* [Stored data entries]:
* * * * *
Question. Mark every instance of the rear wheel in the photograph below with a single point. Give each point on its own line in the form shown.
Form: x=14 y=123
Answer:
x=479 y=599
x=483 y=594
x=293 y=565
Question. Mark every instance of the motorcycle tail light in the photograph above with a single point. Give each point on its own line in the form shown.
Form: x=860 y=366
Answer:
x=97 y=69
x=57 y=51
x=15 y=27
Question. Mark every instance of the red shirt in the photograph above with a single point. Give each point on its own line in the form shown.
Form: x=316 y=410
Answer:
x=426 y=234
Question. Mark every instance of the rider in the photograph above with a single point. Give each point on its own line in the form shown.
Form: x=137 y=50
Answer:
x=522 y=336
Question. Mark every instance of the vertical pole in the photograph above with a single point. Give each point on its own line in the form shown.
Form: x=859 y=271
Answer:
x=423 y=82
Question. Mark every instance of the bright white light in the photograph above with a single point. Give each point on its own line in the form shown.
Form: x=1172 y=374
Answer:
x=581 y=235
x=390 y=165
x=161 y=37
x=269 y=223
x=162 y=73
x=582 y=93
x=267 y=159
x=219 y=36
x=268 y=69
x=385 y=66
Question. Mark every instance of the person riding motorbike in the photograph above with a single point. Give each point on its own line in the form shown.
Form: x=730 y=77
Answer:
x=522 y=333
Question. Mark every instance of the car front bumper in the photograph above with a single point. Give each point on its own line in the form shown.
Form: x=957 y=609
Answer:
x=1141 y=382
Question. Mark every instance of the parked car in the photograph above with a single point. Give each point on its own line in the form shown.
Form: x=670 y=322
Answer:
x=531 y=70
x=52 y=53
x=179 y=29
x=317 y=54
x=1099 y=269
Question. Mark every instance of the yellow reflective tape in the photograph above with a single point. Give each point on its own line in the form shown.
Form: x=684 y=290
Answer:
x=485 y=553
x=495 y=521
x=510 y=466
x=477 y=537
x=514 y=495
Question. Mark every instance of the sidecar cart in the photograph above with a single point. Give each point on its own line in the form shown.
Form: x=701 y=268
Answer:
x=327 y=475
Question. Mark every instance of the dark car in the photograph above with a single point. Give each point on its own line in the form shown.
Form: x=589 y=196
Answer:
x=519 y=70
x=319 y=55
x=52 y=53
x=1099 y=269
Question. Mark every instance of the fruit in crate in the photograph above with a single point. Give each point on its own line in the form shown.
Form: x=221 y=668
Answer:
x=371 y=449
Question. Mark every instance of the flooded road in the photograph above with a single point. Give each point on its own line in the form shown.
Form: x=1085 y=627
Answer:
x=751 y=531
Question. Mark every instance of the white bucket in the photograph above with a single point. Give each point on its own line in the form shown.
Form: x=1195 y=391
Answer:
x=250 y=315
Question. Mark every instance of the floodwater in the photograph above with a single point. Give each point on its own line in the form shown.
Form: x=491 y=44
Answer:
* * * * *
* [WHAT YOU SHOULD DO]: Copy each line of the entries in which the string "light" is found.

* [RESPONSE AREA]:
Question. Mark every instance of the motorcycle tail light in the photograph above with a single point. Give each point on its own line in the form shown.
Question. Mark every instance of the bright white light in the photograph above with a single point. Give each point on its own line in the form shown.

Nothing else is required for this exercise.